Write out again only the lines running from the one that contains "Could you please indicate the girl's" to the end of the records below, including both the first and the last.
— begin Records for the exercise —
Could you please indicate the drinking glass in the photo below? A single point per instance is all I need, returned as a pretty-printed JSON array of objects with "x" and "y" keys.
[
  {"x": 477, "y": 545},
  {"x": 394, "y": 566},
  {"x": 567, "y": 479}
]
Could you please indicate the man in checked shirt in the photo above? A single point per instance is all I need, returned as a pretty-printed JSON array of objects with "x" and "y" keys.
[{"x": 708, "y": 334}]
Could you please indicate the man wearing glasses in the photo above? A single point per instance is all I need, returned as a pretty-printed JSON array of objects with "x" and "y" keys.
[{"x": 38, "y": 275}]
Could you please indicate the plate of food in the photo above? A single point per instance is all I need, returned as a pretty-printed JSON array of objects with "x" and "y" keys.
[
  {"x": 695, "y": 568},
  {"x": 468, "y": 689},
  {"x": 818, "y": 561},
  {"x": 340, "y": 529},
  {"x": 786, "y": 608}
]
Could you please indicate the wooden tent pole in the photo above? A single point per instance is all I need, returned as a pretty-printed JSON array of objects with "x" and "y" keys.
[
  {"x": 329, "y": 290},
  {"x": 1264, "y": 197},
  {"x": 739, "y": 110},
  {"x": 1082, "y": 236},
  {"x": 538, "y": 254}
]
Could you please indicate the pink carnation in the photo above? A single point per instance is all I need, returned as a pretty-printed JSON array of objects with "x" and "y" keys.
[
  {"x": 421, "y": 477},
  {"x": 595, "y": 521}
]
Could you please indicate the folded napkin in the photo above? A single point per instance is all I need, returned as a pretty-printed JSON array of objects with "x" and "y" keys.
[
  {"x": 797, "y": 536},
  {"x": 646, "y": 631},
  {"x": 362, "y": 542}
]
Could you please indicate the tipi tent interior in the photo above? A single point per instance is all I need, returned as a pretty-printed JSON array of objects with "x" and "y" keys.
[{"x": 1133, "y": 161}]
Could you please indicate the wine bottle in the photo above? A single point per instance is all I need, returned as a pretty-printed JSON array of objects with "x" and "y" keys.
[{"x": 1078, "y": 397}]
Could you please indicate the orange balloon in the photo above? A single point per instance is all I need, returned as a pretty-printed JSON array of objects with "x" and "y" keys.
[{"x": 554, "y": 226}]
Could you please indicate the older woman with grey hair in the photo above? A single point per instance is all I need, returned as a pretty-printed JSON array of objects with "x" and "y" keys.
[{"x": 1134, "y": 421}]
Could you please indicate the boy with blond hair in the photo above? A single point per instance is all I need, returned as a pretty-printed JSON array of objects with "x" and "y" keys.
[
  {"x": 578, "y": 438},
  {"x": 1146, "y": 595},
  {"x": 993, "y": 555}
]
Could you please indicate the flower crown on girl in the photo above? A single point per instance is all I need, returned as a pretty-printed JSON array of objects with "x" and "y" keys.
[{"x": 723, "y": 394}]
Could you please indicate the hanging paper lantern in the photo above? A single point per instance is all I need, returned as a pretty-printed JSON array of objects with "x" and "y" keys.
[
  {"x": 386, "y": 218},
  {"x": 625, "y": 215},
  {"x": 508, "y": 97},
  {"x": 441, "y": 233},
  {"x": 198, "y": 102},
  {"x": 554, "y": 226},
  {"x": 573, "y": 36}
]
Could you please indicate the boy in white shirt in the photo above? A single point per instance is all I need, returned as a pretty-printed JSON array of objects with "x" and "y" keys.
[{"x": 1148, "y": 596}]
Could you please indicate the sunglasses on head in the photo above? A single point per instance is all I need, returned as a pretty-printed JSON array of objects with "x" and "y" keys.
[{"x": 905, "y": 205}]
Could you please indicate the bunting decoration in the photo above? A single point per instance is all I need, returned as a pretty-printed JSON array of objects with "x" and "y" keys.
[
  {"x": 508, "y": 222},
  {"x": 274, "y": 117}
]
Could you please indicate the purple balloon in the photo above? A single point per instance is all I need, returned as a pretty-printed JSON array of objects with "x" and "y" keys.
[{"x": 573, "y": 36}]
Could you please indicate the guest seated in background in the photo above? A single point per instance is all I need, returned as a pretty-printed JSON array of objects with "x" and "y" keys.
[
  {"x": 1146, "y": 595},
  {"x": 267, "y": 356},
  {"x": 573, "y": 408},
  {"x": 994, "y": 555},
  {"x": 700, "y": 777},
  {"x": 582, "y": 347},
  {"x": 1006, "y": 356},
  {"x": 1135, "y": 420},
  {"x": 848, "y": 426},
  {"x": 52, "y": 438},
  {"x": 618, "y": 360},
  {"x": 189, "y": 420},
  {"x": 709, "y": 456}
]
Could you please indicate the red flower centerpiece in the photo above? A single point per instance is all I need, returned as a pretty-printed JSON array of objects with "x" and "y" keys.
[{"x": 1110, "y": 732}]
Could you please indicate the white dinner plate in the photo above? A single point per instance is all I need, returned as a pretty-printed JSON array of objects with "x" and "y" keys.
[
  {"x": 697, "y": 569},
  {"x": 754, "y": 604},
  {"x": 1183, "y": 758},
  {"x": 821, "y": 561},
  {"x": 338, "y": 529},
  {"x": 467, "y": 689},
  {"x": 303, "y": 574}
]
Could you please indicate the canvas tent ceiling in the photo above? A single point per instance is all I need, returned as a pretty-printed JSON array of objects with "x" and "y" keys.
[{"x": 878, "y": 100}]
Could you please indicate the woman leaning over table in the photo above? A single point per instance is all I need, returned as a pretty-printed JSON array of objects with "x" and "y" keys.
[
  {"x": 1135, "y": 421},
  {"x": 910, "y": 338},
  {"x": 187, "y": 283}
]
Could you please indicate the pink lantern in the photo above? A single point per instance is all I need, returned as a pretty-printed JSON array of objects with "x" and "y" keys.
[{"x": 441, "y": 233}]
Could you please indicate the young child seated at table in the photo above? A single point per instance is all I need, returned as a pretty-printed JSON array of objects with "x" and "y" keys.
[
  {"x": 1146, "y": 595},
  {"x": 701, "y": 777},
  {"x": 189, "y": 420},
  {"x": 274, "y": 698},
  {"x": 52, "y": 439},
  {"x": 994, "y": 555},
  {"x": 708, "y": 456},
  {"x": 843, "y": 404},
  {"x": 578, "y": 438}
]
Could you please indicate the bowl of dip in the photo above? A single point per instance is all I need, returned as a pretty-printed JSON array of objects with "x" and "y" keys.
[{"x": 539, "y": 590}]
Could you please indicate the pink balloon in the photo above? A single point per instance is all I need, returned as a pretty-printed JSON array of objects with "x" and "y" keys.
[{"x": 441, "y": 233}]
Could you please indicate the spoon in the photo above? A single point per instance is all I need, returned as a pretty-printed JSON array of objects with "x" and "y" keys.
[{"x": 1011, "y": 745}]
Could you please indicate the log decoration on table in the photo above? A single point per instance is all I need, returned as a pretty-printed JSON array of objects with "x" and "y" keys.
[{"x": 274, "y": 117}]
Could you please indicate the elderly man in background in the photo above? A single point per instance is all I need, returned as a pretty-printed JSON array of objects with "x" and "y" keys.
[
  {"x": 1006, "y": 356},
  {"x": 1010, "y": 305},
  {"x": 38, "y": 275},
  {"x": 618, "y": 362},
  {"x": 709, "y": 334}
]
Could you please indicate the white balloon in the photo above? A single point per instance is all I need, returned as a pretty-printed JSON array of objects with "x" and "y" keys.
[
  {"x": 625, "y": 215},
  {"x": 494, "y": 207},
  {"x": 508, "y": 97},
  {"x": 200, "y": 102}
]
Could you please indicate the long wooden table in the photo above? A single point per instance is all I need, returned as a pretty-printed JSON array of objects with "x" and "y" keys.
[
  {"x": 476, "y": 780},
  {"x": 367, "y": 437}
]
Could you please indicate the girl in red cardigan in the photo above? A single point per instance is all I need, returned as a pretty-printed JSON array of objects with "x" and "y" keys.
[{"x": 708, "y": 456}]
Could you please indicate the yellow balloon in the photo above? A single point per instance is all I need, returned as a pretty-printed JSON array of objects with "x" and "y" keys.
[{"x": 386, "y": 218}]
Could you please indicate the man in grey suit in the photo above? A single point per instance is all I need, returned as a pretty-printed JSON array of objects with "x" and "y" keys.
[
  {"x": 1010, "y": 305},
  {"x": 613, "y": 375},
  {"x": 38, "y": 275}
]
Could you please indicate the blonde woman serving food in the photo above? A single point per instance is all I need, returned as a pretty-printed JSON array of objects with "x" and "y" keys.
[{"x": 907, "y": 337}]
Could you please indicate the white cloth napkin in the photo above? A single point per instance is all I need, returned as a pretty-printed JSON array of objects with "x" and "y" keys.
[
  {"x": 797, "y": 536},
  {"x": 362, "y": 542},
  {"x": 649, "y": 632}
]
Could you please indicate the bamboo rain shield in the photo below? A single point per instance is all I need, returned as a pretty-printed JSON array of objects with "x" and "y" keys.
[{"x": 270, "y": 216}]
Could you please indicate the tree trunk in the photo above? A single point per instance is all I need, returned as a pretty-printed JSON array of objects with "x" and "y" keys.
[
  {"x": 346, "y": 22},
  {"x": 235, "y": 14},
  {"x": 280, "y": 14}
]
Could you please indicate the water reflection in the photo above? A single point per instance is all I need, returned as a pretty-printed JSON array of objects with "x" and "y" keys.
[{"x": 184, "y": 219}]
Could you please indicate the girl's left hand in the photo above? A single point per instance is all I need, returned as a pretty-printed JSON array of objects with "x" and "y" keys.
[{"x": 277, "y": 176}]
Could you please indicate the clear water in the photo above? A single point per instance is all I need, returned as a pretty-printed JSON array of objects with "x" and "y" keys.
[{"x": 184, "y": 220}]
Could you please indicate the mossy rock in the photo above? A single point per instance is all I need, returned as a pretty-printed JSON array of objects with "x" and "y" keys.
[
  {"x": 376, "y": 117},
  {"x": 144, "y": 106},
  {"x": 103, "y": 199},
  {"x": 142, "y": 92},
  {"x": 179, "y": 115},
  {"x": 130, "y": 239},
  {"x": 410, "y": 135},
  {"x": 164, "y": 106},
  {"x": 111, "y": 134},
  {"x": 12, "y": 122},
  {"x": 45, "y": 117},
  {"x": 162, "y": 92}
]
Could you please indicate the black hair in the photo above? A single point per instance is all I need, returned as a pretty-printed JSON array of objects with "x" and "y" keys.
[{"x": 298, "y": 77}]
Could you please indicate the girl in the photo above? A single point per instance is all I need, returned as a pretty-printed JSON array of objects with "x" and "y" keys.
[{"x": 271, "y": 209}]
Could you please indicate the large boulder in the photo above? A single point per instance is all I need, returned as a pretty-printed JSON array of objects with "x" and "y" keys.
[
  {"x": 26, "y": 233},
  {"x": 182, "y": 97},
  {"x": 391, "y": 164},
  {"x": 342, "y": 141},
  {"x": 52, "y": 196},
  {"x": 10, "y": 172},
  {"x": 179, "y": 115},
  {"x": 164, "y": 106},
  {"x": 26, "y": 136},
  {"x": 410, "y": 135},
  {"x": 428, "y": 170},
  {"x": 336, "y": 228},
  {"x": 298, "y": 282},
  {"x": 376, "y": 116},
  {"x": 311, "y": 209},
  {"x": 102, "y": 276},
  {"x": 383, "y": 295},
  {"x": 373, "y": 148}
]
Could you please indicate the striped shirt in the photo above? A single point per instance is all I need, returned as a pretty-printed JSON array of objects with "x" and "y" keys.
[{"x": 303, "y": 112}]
— end Records for the exercise —
Task response:
Could you please indicate the girl's left hand in the photo above? A single point per instance is all I need, returned as a pretty-printed JSON array of objects with "x" and "y" keys.
[{"x": 277, "y": 176}]
Could you please indicate the clear water in the photo above? A single point per instance is all I need, returned as a pretty-printed JSON array of objects with "x" and "y" keys.
[{"x": 184, "y": 220}]
Could you please indicate the mossy rock in the photo above? A single point per instance is all I need, returned as a pretty-printed JSON array of objects with "x" and "y" keys.
[
  {"x": 376, "y": 117},
  {"x": 144, "y": 106},
  {"x": 103, "y": 199},
  {"x": 142, "y": 92},
  {"x": 179, "y": 115},
  {"x": 130, "y": 239},
  {"x": 410, "y": 135},
  {"x": 164, "y": 106},
  {"x": 111, "y": 134},
  {"x": 12, "y": 122},
  {"x": 45, "y": 117},
  {"x": 162, "y": 92}
]
Could you please indicate the black hair in the photo above? A single point per instance is all I need, returned as a pretty-printed JSON array of objects with "x" and "y" keys.
[{"x": 298, "y": 77}]
Could you please indicate the girl in the photo above? A single point per instance is all I need, returned as a pretty-printed JSON array of objects with "x" and "y" keys.
[{"x": 271, "y": 209}]
Could you please indicate the large boulder in the photo above? A single point per instance is all I need, returned as a pretty-printed JSON array of objects with "x" and "y" keys.
[
  {"x": 26, "y": 233},
  {"x": 182, "y": 97},
  {"x": 391, "y": 164},
  {"x": 342, "y": 141},
  {"x": 52, "y": 196},
  {"x": 10, "y": 172},
  {"x": 179, "y": 115},
  {"x": 164, "y": 106},
  {"x": 26, "y": 136},
  {"x": 410, "y": 135},
  {"x": 428, "y": 170},
  {"x": 336, "y": 228},
  {"x": 298, "y": 282},
  {"x": 376, "y": 116},
  {"x": 311, "y": 209},
  {"x": 102, "y": 276},
  {"x": 383, "y": 295},
  {"x": 373, "y": 148}
]
Could you please indicate the striped shirt in the photo above? A single point per instance is all I need, returned as a pretty-printed JSON array of objects with "x" and "y" keys.
[{"x": 303, "y": 112}]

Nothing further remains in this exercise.